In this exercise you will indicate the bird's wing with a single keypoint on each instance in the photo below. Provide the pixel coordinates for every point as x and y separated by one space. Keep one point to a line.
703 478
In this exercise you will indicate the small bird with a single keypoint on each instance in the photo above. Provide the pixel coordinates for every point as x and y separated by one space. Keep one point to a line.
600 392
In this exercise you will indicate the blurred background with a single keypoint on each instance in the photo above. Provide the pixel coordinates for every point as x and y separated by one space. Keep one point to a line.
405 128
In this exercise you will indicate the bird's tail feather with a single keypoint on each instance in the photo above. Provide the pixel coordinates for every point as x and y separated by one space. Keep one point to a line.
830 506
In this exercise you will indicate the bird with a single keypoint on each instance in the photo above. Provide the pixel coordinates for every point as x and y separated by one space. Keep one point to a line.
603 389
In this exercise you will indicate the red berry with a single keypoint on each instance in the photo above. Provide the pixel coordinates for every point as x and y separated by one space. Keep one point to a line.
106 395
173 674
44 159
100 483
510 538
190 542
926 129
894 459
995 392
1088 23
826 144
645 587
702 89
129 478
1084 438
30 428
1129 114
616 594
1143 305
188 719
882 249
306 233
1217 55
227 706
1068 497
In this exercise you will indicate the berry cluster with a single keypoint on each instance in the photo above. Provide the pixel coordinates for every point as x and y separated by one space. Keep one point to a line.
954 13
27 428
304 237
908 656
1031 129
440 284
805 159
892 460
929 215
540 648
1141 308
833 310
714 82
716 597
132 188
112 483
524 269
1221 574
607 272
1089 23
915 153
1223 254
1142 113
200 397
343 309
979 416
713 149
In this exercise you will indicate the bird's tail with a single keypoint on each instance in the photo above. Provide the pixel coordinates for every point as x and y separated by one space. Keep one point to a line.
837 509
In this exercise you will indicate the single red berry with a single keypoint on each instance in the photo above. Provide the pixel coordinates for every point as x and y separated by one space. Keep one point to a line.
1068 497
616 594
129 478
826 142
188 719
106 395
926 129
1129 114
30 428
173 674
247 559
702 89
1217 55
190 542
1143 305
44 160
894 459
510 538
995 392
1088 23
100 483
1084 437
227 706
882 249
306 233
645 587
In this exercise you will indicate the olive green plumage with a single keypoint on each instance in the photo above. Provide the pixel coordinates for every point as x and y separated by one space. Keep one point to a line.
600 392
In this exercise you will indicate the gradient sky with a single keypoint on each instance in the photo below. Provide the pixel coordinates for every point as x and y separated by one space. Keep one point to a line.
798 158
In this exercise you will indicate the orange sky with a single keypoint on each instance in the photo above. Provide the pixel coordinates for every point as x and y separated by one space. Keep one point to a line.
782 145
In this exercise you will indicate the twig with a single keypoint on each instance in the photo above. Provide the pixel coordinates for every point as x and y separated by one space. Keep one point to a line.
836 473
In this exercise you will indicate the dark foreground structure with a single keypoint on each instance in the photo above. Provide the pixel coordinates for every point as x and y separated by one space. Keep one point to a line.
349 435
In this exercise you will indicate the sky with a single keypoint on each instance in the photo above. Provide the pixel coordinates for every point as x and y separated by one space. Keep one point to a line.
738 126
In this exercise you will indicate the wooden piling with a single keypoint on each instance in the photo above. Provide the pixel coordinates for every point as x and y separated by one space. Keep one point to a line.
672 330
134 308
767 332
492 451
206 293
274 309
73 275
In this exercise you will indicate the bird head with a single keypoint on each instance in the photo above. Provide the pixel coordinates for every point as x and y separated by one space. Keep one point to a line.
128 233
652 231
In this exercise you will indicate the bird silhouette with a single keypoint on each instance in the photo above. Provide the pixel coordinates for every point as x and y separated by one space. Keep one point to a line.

*****

Set each line down exactly, starting with the one that contains "In this exercise you will indicate the bird head" and ending with the last line of the listing; add nothing else.

### REPLY
In this exercise you will indicate the bird head with a single keypoint on each instance in the photo above. Provide the pixel coordinates for every point as x and y separated by one space. Keep one point to a line.
128 233
652 231
In this exercise you will indicate the bird silhouette with a single keypoint on each instance in the photo above. Provide the pixel coordinates for every point as x and y separated by one space. Keep one point to a line.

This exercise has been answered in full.